• PASSAGE:

Hockey is in Manitoba's blood Add to ...

Prove ’em wrong.

That, not gloriosus et liber – glorious and free – should be the motto of Manitoba.

The history of this area is a history of overcoming the seemingly impossible, right from the aboriginals who mastered this unkind climate to the Selkirk Settlers who came here in 1813 – sailing through the north and wintering on Hudson Bay before trekking here with their supplies – and even the forcing of provincial status itself in 1870.

It could also be the mantra of hockey in Manitoba: forever up against the doubters, forever having to prove ’em wrong.

If they need it in Latin, perhaps the provincial motto could be sibi fidens – trusting in oneself.

It is the story of the 1896 Stanley Cup champion Winnipeg Victorias and the 1920 Olympic champion Winnipeg Falcons, all lovingly recounted in Richard Brignall’s Forgotten Heroes: Winnipeg’s Hockey Heritage.

Given that we are less than a week from the reborn Winnipeg Jets’ NHL home opener against the Montreal Canadiens, it might be useful to remind outsiders of Winnipeg hockey’s experience with Eastern arrogance.

Hockey came later to this part of the country – there are accounts of shinny being played on the Red River in the winter of 1886-87 – but it caught on so fast that in 1892-93 a team of Manitoba all-stars was dispatched east to see what might be learned from the Eastern inventors and masters of what would become the national game.

“The idea,” the Montreal Gazette noted, “of Winnipeg hockey men playing in Montreal with anything like a chance of winning is so far out of the way that it is hardly worthy of consideration.”

Montreal teams were used to paying expenses for teams coming from Ontario – yet refused the same courtesy to Manitobans. “This is all very well for Ontario,” rationalized the clubs, “but in Montreal there is no reason why we should guarantee expenses … we don’t think we can learn anything from Winnipeg.”

Ha! Lesson No. 1: Never, ever tell people from Manitoba it’s useless.

• WHAT THIS EXERCISE ASKS:
1. According to the article on Manitoba hockey, in what year did the Selkirk Settlers come to the area?
2. In the entries, reproduce word for word the lines from the one containing "Where can the tattoo" through the final line of the entries, both included.
The article on Manitoba hockey and the entries that follow it are unrelated to each other.

• SOURCE RECORDS:
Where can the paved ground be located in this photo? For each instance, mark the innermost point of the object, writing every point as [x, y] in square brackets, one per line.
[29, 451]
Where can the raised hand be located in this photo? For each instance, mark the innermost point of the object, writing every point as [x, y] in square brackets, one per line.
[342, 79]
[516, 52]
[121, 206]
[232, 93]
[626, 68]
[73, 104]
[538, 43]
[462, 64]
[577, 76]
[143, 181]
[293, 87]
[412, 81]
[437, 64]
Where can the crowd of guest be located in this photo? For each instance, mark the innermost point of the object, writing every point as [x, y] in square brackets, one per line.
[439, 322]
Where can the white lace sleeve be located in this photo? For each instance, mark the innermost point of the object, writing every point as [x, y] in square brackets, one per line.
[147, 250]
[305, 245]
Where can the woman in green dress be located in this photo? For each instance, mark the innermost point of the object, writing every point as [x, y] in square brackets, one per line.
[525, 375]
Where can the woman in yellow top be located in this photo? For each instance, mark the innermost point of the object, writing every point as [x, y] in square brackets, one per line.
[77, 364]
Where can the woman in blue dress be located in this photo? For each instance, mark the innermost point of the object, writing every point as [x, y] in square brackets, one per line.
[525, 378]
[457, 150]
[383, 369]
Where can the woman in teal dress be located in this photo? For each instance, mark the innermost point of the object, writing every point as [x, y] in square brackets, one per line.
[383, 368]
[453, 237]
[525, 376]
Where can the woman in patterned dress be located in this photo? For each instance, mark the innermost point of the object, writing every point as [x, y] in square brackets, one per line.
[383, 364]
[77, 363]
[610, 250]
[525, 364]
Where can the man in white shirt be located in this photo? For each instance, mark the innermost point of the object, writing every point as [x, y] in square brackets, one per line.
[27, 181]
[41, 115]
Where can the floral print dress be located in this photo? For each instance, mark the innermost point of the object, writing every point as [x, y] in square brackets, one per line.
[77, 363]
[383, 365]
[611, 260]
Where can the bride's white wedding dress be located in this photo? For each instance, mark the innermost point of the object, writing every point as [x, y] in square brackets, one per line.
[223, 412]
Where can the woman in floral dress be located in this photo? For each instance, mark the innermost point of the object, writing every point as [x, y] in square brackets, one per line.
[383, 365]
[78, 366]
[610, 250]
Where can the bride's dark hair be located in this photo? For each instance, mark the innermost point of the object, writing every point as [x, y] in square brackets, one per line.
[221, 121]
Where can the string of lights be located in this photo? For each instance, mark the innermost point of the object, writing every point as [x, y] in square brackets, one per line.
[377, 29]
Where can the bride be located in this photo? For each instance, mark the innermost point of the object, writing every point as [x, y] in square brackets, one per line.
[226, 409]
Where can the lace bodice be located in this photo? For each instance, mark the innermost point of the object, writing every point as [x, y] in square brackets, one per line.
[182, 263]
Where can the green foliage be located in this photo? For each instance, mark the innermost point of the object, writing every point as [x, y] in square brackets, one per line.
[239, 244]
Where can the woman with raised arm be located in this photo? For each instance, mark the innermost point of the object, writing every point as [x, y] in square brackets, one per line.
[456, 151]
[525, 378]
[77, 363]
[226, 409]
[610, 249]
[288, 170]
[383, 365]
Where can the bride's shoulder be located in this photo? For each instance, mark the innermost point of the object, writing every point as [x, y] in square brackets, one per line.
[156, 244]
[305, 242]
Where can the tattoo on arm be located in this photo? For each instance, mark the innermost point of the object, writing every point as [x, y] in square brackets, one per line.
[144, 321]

• ANSWERS PER TASK:
1. 1813

2.
Where can the tattoo on arm be located in this photo? For each instance, mark the innermost point of the object, writing every point as [x, y] in square brackets, one per line.
[144, 321]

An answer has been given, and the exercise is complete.